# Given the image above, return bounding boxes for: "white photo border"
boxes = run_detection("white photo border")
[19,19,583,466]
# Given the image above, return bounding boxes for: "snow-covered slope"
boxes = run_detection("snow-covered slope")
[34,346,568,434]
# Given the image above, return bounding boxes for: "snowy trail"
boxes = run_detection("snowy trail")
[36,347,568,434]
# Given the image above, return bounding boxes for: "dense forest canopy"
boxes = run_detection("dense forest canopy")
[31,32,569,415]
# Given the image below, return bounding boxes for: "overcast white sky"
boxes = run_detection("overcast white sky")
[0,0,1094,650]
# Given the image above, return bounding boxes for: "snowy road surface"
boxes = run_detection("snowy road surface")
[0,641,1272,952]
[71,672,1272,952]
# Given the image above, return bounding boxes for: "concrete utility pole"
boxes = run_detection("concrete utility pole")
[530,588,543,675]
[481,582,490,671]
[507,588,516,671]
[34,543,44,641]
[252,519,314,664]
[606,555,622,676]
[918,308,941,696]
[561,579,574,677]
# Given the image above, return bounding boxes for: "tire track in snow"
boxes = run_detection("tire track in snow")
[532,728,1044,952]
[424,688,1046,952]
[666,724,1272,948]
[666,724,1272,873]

┄┄┄┄┄┄┄┄┄┄

## Aim
Scale the data above: write out every line again, with each bounding-box coordinate multiplied by 0.35 and rounded to a whole number (halves round up). Leave all other text unchanged.

## The result
# Given the image above, return bounding boxes for: "white photo border"
boxes = run_detection("white photo border")
[7,7,204,163]
# Given the image above, return bounding boxes for: "snow-covered slope"
boxes = run_detection("snow-covered slope")
[12,121,199,152]
# Given the image above, return bounding boxes for: "snowy trail"
boxes = run_detection("snowy trail")
[13,121,199,152]
# Given the image above, return bounding boxes for: "dense forest canopy"
boxes = run_detection("dense forest canopy")
[11,11,199,145]
# Given the image below, return bounding boxes for: "overcast white sky"
boxes = run_detection("overcast white sky")
[0,0,383,228]
# Given the image above, return bounding boxes for: "snowy road surface"
boxes = run_detection("snowy road surface")
[0,224,445,333]
[25,235,445,333]
# Given the image above, return bounding boxes for: "concrete utility pole"
boxes = run_detection("concrete utility pole")
[186,206,190,236]
[168,204,172,235]
[177,206,181,235]
[12,190,15,224]
[88,182,110,232]
[212,194,218,237]
[321,108,329,244]
[196,203,201,237]
# Given the image above, return bounding boxes for: "tire track in snow"
boxes = run_detection("tire track in snow")
[186,255,365,333]
[148,241,366,333]
[233,253,445,332]
[233,253,445,306]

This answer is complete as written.